### DATASET ###
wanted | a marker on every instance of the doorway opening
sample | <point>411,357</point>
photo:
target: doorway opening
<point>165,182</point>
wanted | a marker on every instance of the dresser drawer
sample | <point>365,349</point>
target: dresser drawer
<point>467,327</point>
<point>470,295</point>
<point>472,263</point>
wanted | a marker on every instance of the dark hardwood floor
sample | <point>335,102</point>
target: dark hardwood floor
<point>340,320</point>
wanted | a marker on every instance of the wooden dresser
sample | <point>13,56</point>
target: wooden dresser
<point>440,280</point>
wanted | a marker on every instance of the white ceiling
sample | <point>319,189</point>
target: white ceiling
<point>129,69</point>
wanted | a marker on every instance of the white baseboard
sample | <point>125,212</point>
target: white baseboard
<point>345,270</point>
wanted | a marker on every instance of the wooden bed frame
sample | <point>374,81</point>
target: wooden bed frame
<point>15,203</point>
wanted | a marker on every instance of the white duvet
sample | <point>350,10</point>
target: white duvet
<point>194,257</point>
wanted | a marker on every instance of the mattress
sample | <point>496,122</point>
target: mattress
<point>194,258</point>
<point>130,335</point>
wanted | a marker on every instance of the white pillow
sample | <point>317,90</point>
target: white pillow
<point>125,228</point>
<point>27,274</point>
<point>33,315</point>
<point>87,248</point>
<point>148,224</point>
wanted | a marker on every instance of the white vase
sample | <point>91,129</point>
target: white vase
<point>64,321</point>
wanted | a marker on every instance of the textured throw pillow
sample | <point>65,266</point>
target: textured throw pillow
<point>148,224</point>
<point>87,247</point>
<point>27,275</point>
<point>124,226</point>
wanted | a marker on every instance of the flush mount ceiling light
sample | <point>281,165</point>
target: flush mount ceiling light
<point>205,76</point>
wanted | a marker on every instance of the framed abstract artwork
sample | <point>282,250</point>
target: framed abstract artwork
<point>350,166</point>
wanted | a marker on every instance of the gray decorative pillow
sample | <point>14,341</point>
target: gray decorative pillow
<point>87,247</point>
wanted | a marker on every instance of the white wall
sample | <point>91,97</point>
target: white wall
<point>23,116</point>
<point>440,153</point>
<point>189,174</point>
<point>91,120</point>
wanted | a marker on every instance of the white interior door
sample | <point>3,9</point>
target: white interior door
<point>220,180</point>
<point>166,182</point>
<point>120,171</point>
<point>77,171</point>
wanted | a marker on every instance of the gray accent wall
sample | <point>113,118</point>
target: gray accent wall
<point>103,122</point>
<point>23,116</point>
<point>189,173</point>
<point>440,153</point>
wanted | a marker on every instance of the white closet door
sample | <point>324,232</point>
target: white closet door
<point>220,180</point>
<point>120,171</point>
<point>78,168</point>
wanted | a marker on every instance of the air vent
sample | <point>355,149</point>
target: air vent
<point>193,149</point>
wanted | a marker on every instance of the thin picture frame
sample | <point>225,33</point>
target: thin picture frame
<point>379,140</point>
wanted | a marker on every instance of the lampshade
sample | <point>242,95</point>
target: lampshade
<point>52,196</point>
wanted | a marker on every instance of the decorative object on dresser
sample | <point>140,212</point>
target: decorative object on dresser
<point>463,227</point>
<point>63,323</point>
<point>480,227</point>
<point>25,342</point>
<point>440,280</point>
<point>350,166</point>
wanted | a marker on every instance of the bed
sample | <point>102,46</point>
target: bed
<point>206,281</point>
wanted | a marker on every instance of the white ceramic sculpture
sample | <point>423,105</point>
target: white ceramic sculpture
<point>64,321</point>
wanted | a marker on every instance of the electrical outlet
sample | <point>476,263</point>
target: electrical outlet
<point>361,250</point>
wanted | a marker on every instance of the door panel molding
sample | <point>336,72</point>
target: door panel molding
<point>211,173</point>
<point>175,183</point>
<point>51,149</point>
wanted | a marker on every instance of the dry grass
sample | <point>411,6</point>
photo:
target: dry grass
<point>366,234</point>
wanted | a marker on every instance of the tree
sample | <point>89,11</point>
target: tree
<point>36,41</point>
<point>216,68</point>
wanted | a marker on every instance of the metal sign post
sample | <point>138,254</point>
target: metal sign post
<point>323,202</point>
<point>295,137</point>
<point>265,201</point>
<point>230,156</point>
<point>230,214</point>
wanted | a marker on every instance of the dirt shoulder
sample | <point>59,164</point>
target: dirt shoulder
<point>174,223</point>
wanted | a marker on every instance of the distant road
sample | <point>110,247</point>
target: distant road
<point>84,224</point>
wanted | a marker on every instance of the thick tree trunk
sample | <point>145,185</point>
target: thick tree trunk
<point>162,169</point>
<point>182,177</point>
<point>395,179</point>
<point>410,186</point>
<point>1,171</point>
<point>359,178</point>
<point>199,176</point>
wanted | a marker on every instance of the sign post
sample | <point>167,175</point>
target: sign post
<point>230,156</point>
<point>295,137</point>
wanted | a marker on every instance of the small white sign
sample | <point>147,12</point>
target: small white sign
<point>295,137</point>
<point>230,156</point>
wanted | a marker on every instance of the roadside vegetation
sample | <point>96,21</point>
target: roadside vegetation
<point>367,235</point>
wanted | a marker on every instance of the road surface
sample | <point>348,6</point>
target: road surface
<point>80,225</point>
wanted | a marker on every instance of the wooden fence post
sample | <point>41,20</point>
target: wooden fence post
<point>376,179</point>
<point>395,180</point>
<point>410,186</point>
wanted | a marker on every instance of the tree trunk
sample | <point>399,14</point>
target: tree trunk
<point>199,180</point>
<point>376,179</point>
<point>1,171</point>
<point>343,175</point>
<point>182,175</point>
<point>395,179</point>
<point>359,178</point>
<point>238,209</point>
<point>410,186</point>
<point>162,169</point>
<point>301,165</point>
###
:: TASK TO CARRY OUT ::
Extract from the records above the lines from the one containing "target: dry grass" to the one containing "sample | <point>138,254</point>", both lines included, exactly as they appear and with nothing else.

:: RESPONSE TO THIS EXERCISE ::
target: dry grass
<point>366,234</point>
wanted | a marker on every instance of the tree
sample | <point>89,11</point>
target: tree
<point>36,41</point>
<point>216,68</point>
wanted | a marker on every instance of the metal sign post
sample | <point>138,254</point>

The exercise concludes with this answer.